• **Source records**:

********

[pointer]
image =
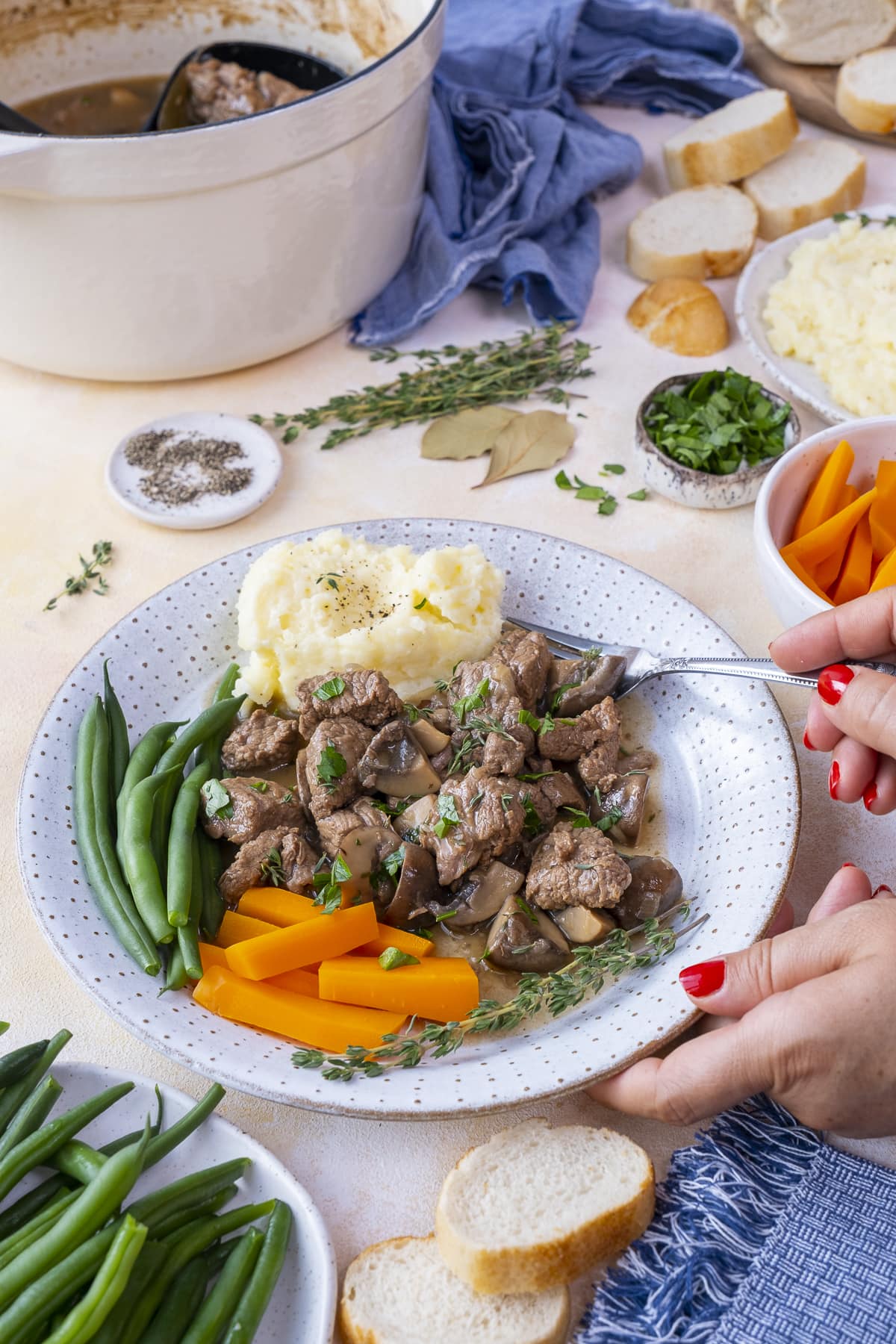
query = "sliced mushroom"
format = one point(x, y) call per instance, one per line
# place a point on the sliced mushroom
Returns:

********

• **Given problem**:
Rewrite the item above with every "sliced mushroom" changed to "mushroom slice" and everything else left the same. Leave the picture out of your answer.

• **Output for this exercise**:
[pointer]
image =
query = "mushroom slice"
format = one point(x, y) call per instance, one per line
# place a point on the mushroom slice
Returns:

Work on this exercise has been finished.